Instructions for the task :: Go through the data below and count every line that has the word "instance". Return only the count.

Saved entries:
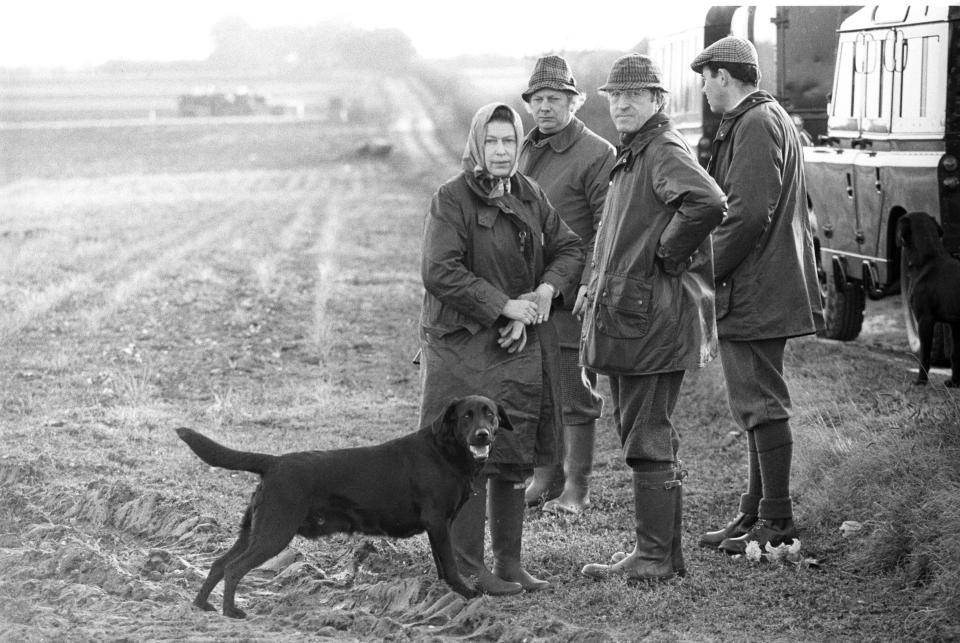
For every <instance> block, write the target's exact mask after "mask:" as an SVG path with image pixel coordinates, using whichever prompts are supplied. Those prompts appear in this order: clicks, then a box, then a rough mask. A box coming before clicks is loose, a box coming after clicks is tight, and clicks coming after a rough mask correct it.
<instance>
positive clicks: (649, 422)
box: [580, 54, 724, 581]
mask: <svg viewBox="0 0 960 643" xmlns="http://www.w3.org/2000/svg"><path fill="white" fill-rule="evenodd" d="M600 90H601V91H602V92H603V93H605V94H606V95H607V98H608V99H609V103H610V117H611V118H612V119H613V122H614V125H615V126H616V128H617V131H618V132H620V147H619V154H618V156H617V162H616V164H615V165H614V167H613V170H612V171H611V173H610V179H611V181H610V188H609V189H608V191H607V199H606V202H605V204H604V209H603V218H602V221H601V225H600V230H599V231H598V232H597V241H596V249H595V252H594V256H593V259H592V260H591V262H590V263H591V268H592V271H591V274H590V280H589V284H588V286H587V294H586V299H587V303H586V306H585V308H586V312H585V315H584V320H583V334H582V338H581V347H580V359H581V362H582V363H583V365H584V367H585V368H587V369H589V370H592V371H596V372H599V373H604V374H606V375H607V376H609V378H610V392H611V397H612V400H613V405H614V409H613V417H614V422H615V428H616V430H617V433H618V436H619V438H620V444H621V446H622V452H623V457H624V459H625V460H626V463H627V465H628V466H629V467H630V468H631V469H632V472H633V475H632V478H633V499H634V513H635V518H636V522H635V527H636V528H635V532H636V545H635V547H634V549H633V551H632V552H631V553H629V554H626V553H618V554H615V555H614V556H615V557H616V558H617V559H618V560H617V562H616V563H613V564H602V563H592V564H589V565H586V566H585V567H584V568H583V570H582V573H583V574H584V575H586V576H590V577H591V578H604V577H607V576H610V575H614V574H617V575H622V576H625V577H626V578H627V579H628V580H630V581H637V580H660V579H668V578H672V577H673V576H682V575H683V574H684V573H685V565H684V562H683V550H682V548H681V542H680V536H681V533H682V499H683V495H682V484H683V476H684V472H683V471H682V469H681V468H680V462H679V460H678V459H677V452H678V449H679V447H680V435H679V433H678V432H677V430H676V429H675V428H674V426H673V424H672V422H671V419H670V416H671V415H672V413H673V409H674V407H675V406H676V403H677V396H678V395H679V392H680V385H681V383H682V382H683V376H684V373H685V371H686V370H687V369H688V368H697V367H700V366H703V365H704V364H706V363H707V362H708V361H710V359H712V358H713V356H714V354H715V353H716V345H717V337H716V325H715V323H714V303H713V256H712V252H711V249H710V231H711V230H713V228H714V227H716V226H717V225H718V224H719V223H720V221H721V220H722V219H723V212H724V199H723V193H722V192H721V191H720V188H719V187H717V184H716V183H714V182H713V180H712V179H711V178H710V177H709V176H708V175H707V173H706V172H705V171H704V170H703V168H701V167H700V165H699V163H697V160H696V158H695V156H694V154H693V152H692V150H691V149H690V147H689V146H688V145H687V143H686V141H685V140H684V138H683V137H682V136H681V135H680V134H679V133H678V132H677V131H676V130H675V129H674V127H673V124H672V123H671V121H670V118H669V117H668V116H667V115H666V114H665V113H664V111H663V110H664V106H665V104H666V96H667V89H666V87H664V85H663V78H662V75H661V73H660V69H659V68H658V67H657V66H656V65H655V64H654V63H653V61H652V60H651V59H650V58H649V57H647V56H643V55H640V54H630V55H627V56H623V57H621V58H619V59H618V60H617V61H615V62H614V64H613V68H612V69H611V70H610V75H609V77H608V79H607V83H606V84H605V85H603V86H602V87H601V88H600Z"/></svg>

Result below :: 2